In each edition of web_crawlr we have exclusive original content every day. On Saturday our Video Producer Kyle Calise explores the origins and history of the most iconic memes online in his “Meme History” column. If you want to read columns like this a day before everyone else, subscribe to web_crawlr to get your daily scoop of internet culture delivered straight to your inbox.
While in the real world, the science on climate change is, believe it or not, settled, in Westeros, we still don’t know why winter is coming—only that it is. While all of us are waiting for that answer (which may never come), there are a lot of memes to be shared.
Winter Is Coming origins
This is a Google Trends graph. It measures how many times the same word or phrase has been searched over a given period of time. At 100, we have the peak search interest, and at 0 we have 0 searches. For most memes, we see one or two peaks, but this one climbs almost to the same point every year.
Why? Winter is actually coming.
It’s hard to imagine a time before Game of Thrones was hated for heroically disappointing us all in its final seasons, and before that when it was first loved by everyone from bookworms to snow artists. But the original “Winter is Coming” post doesn’t actually feature Ned Stark.
According to Know Your Meme, it featured an owl, which was posted to Quickmeme in July of 2011. The following month, there was a 5.8 magnitude earthquake in Virginia, prompting the first usage of this image.
It’s an important moment in the history of this meme, because this is actually where we get the first instance of the meme’s top line.

━━━━━━

## [Short task]
Can you reproduce the article above on the history of the "Winter Is Coming" meme word for word, from its first sentence to its last?

## [Extracted material]
━━━━━━

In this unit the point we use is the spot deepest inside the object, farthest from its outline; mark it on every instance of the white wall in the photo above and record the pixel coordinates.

━━━━━━

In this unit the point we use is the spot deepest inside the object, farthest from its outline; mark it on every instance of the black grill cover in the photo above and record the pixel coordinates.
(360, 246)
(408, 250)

━━━━━━

## [The result]
In each edition of web_crawlr we have exclusive original content every day. On Saturday our Video Producer Kyle Calise explores the origins and history of the most iconic memes online in his “Meme History” column. If you want to read columns like this a day before everyone else, subscribe to web_crawlr to get your daily scoop of internet culture delivered straight to your inbox.
While in the real world, the science on climate change is, believe it or not, settled, in Westeros, we still don’t know why winter is coming—only that it is. While all of us are waiting for that answer (which may never come), there are a lot of memes to be shared.
Winter Is Coming origins
This is a Google Trends graph. It measures how many times the same word or phrase has been searched over a given period of time. At 100, we have the peak search interest, and at 0 we have 0 searches. For most memes, we see one or two peaks, but this one climbs almost to the same point every year.
Why? Winter is actually coming.
It’s hard to imagine a time before Game of Thrones was hated for heroically disappointing us all in its final seasons, and before that when it was first loved by everyone from bookworms to snow artists. But the original “Winter is Coming” post doesn’t actually feature Ned Stark.
According to Know Your Meme, it featured an owl, which was posted to Quickmeme in July of 2011. The following month, there was a 5.8 magnitude earthquake in Virginia, prompting the first usage of this image.
It’s an important moment in the history of this meme, because this is actually where we get the first instance of the meme’s top line.